* Work item
Return every line of the data below word for word, including the punctuation.

------------

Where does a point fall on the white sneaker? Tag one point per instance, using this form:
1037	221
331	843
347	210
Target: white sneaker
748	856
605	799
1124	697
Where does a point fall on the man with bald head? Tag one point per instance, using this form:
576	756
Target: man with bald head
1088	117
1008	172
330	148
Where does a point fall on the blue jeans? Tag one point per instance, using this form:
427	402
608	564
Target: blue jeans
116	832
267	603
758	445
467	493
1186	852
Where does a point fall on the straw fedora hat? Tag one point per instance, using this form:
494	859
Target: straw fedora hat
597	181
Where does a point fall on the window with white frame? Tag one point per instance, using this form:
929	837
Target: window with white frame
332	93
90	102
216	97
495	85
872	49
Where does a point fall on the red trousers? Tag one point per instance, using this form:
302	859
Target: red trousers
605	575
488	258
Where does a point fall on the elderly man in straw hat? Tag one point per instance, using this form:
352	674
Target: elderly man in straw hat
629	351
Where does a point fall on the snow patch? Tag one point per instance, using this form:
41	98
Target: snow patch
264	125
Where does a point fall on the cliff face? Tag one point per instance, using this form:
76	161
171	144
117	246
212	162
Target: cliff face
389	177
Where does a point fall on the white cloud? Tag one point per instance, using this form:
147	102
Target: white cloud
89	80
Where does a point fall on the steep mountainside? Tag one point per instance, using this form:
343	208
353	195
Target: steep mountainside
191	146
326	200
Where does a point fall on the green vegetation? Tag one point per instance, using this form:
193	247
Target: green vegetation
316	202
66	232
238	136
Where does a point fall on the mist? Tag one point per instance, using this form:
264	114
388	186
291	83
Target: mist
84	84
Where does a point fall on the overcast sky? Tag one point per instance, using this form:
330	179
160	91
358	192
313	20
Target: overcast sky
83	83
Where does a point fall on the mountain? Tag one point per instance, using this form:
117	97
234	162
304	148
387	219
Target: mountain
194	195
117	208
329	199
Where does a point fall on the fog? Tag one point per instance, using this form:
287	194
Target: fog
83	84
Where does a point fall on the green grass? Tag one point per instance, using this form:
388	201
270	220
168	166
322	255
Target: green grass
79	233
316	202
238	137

------------

* Response area
Where does a point fall on the white sneaker? Tag one point per instance, using this form:
1037	221
331	843
347	210
Target: white sneaker
748	856
605	799
1124	697
Where does a point fall on the man with bald head? Tag one point per instance, using this form:
576	756
Target: man with bald head
1088	117
1008	172
330	148
Where does a point fall on the blue jeans? Tag one point per instance, using this form:
427	402
608	564
Target: blue jeans
116	832
267	603
758	445
467	493
1186	852
Where does a point fall on the straw fedora hat? Tag one point per instance, using this form:
494	859
Target: straw fedora hat
597	181
Where does a point fall on the window with white frame? Tag one point per instance, using this form:
929	837
Target: window with white frame
332	93
90	102
216	97
495	85
872	49
Where does a point fall on the red trousers? Tag one point per instance, using this form:
302	859
Target: red trousers
605	575
488	258
Where does a point fall on the elderly man in straw hat? Tag one point per instance, using this form:
352	674
Target: elderly man in straw hat
629	351
Where does a point fall on the snow patch? Tag one point per instance, using this form:
41	98
Target: snow patch
264	125
Where does a point fall on the cliff face? Tag one point per instance, using this form:
76	161
171	144
117	246
212	162
Target: cliff face
389	177
Where does a point fall on the white cloud? Tag one point per instance, using this form:
147	102
Target: white cloud
89	80
Where does a point fall on the steep mountainside? Tag one point per instance, using this form:
343	208
353	195
Target: steep mountainside
191	146
326	200
Where does a point fall on the green vegetation? Tag one point per instance, using this form:
193	247
Target: green vegetation
316	202
66	232
238	136
Where does a point fall on the mist? Tag one point per instance, using this form:
264	114
388	186
291	83
Target: mist
84	84
Where does a point fall on the overcast sky? Tag one point per instance, using this form:
330	179
160	91
358	192
313	20
Target: overcast sky
83	83
Where does a point fall on the mountain? Tag one point per instance, using this form:
117	97
234	162
304	148
387	219
Target: mountain
194	195
117	208
329	199
Where does a point fall on the fog? Tag one point per instance, using this form:
287	194
Target: fog
83	84
Where does a point fall on the green grass? Tag one point per instance, using this form:
388	201
270	220
168	166
322	255
Target: green grass
79	233
316	202
238	137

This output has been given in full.